▶ [Task requirements]
The answer must consist of each line below that contains the word "before", copied in full.

▶ [Given entries]
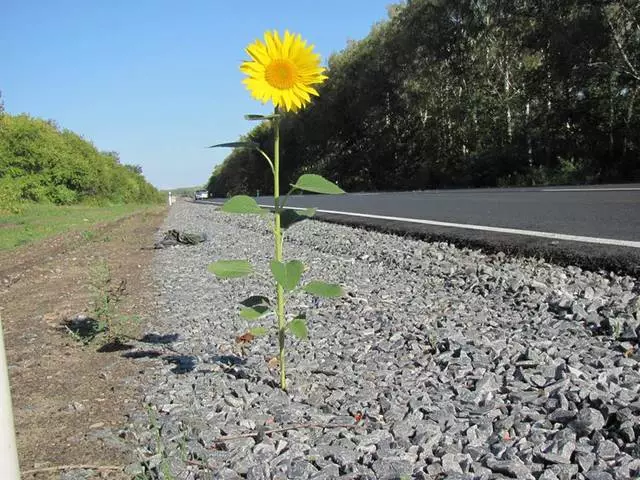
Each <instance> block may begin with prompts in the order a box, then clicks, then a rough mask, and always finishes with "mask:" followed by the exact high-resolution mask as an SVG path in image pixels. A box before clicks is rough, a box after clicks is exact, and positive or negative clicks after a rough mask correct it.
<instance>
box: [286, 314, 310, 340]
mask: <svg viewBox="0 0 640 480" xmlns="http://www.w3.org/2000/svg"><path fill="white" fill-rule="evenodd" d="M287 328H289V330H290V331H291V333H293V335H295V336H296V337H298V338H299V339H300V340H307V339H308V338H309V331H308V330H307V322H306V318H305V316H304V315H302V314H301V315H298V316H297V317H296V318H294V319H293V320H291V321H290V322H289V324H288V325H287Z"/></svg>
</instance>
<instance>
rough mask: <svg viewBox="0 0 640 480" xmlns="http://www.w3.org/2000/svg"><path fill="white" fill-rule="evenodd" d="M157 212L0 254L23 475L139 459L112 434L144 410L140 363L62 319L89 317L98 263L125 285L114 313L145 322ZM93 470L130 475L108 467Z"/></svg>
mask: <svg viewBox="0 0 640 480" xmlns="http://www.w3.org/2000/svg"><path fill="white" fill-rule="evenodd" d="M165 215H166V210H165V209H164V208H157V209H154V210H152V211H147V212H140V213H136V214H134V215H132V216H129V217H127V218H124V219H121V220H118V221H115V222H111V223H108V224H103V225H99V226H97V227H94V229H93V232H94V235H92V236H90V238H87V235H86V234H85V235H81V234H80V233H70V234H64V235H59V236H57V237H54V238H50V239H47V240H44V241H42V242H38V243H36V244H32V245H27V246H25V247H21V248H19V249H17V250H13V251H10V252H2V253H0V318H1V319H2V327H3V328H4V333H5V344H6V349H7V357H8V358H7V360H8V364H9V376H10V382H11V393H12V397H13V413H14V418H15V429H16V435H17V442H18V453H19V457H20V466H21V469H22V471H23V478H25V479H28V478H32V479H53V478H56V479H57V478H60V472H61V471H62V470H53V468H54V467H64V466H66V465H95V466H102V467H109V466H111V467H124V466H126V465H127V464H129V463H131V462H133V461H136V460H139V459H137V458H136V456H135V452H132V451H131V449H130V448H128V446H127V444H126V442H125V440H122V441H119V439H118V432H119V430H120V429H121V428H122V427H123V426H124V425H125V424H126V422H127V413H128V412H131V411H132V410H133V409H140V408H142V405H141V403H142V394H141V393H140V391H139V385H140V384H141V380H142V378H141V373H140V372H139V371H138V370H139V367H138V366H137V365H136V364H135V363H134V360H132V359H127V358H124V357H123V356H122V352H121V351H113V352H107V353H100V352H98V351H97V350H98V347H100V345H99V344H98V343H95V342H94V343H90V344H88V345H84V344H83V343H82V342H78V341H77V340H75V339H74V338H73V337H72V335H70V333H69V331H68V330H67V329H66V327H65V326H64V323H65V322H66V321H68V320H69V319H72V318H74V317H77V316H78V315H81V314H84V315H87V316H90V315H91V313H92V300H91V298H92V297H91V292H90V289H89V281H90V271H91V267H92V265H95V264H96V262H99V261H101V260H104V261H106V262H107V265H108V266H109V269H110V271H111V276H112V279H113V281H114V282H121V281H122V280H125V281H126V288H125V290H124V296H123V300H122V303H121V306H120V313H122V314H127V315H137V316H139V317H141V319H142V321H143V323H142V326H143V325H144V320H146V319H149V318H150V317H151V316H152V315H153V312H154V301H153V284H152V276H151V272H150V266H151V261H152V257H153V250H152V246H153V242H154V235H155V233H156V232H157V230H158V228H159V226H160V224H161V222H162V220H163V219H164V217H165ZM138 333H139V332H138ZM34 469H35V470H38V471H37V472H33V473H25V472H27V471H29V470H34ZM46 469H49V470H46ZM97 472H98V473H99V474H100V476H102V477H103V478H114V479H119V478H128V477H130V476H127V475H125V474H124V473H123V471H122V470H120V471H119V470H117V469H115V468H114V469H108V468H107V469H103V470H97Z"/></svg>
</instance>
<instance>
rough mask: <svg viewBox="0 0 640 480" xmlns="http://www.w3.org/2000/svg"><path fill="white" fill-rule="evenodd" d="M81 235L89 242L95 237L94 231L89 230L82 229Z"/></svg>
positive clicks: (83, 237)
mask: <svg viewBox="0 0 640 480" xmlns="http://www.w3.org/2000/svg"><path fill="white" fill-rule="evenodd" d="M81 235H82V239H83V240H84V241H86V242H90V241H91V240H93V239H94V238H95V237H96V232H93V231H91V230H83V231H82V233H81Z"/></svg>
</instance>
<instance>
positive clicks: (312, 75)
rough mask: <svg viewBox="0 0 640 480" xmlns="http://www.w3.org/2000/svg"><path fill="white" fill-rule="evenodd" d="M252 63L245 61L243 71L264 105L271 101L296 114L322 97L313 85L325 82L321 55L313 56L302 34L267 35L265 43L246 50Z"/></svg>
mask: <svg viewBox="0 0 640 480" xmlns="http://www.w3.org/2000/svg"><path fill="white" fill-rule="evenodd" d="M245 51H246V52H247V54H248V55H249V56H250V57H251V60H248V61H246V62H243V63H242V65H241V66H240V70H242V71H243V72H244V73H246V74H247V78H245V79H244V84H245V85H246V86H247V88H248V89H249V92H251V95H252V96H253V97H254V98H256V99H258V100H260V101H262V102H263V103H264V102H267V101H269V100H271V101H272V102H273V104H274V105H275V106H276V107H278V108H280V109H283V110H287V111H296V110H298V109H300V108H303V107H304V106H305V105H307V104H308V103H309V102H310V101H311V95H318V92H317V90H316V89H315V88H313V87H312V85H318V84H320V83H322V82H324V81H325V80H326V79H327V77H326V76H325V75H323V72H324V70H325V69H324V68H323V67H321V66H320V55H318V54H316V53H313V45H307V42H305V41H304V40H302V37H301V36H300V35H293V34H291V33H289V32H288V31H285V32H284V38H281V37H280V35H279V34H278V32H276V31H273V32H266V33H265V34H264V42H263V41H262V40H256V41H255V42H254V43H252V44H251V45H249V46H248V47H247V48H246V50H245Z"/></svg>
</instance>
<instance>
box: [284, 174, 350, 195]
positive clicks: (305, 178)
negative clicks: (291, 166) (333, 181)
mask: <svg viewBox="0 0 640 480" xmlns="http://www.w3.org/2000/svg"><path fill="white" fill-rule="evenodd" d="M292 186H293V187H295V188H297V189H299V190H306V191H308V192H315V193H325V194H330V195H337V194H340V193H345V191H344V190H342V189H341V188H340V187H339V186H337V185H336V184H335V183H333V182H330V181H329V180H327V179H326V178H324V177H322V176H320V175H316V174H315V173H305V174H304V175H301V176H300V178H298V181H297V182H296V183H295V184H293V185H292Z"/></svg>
...
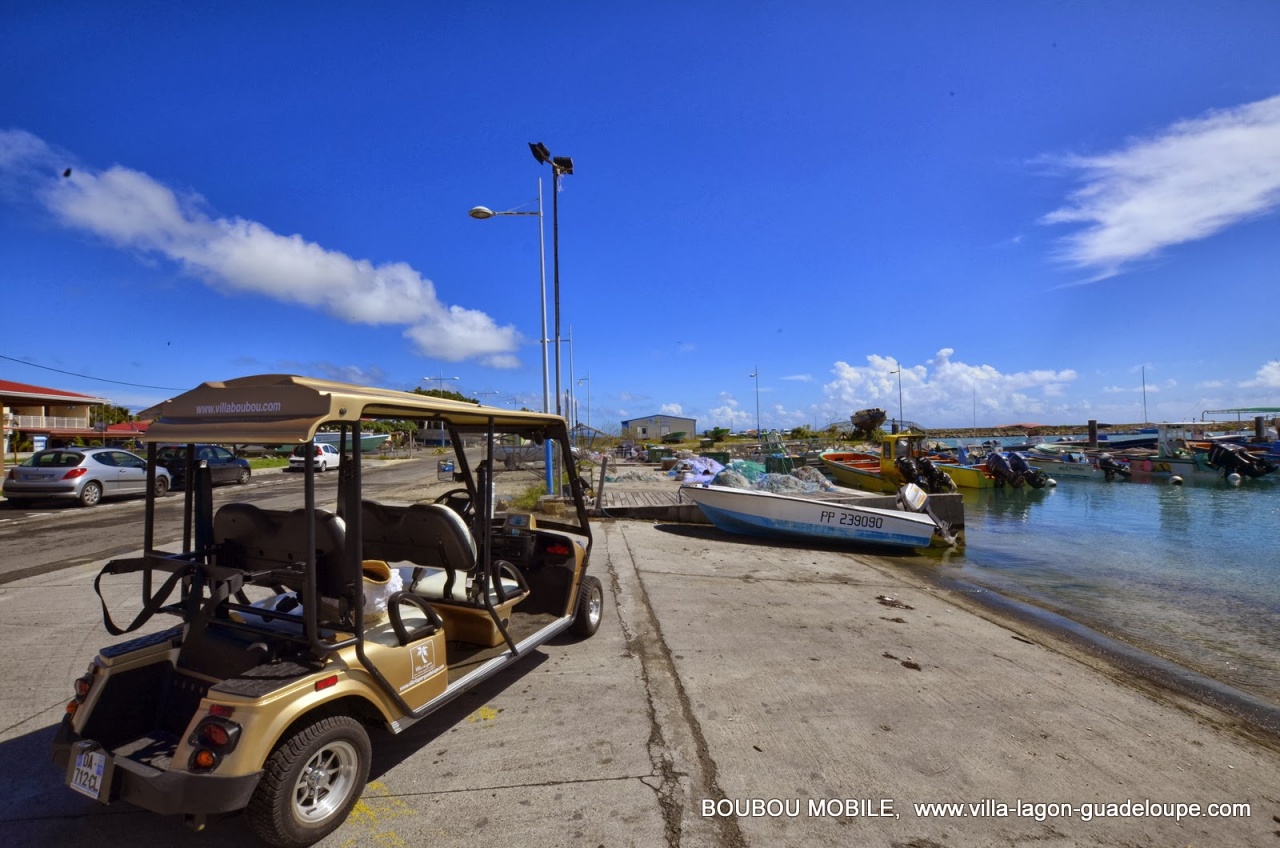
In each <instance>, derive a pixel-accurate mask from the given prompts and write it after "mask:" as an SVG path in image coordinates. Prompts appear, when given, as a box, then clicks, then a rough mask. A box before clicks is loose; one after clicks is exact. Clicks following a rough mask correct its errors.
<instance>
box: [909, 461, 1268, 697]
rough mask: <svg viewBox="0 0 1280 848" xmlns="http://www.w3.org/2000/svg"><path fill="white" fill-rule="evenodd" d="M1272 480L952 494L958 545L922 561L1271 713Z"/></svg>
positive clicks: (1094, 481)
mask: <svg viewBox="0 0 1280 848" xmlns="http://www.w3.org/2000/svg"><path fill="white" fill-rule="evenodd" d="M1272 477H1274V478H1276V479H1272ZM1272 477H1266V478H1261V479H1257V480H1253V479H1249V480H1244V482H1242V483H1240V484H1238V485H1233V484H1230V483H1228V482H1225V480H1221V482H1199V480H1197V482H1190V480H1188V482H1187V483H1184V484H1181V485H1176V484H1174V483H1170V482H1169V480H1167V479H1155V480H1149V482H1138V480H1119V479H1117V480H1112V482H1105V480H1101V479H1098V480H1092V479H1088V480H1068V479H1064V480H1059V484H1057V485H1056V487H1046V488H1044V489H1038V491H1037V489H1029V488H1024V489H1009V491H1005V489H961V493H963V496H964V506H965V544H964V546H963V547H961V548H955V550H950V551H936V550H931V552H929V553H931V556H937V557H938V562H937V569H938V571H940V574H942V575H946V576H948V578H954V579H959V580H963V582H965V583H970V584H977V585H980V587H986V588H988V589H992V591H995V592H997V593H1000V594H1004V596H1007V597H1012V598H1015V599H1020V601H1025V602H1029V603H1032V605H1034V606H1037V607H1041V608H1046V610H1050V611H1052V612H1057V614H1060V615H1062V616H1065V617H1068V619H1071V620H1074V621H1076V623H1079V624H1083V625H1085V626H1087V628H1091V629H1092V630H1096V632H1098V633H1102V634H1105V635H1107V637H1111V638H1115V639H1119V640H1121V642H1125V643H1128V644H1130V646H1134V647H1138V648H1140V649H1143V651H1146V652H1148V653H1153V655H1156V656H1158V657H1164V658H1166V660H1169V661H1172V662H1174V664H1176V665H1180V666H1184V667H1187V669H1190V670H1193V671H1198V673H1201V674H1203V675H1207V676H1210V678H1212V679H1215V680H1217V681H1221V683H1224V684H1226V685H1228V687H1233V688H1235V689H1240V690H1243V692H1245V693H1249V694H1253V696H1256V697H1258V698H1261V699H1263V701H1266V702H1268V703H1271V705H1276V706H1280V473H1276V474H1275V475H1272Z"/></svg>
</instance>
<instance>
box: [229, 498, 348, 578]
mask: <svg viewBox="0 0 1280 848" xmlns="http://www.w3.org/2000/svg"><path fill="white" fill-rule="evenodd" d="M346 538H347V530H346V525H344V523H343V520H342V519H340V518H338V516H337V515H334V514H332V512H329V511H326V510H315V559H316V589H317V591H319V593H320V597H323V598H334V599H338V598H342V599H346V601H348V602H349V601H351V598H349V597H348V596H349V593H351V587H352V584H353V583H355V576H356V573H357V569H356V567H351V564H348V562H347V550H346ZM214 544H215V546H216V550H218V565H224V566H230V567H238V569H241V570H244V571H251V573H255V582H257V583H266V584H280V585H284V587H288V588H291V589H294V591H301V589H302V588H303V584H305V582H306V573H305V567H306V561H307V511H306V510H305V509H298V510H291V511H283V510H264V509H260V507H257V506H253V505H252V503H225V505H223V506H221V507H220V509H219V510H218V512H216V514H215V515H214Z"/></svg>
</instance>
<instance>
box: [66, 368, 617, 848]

▶ [Response box]
Each <instance> block may begin with prompts in the order a box, then clicks, then a rough mask, and always finishes with "mask:" followed by the exact high-resolution mask as an SVG path in image pixels. A box before clicks is rough, a box after clicks is exact, and positive or negative clicks after a rough mask correct it.
In each <instance>, derive a pixel-accurate mask from the given prompts and write it after "mask:" as an SVG path in image coordinates. Prompts appear, when given, as a box, then clicks, then a rough mask. A box before clicks is loose; one after clicks is exact. Clicks following a rough mask correct its errors.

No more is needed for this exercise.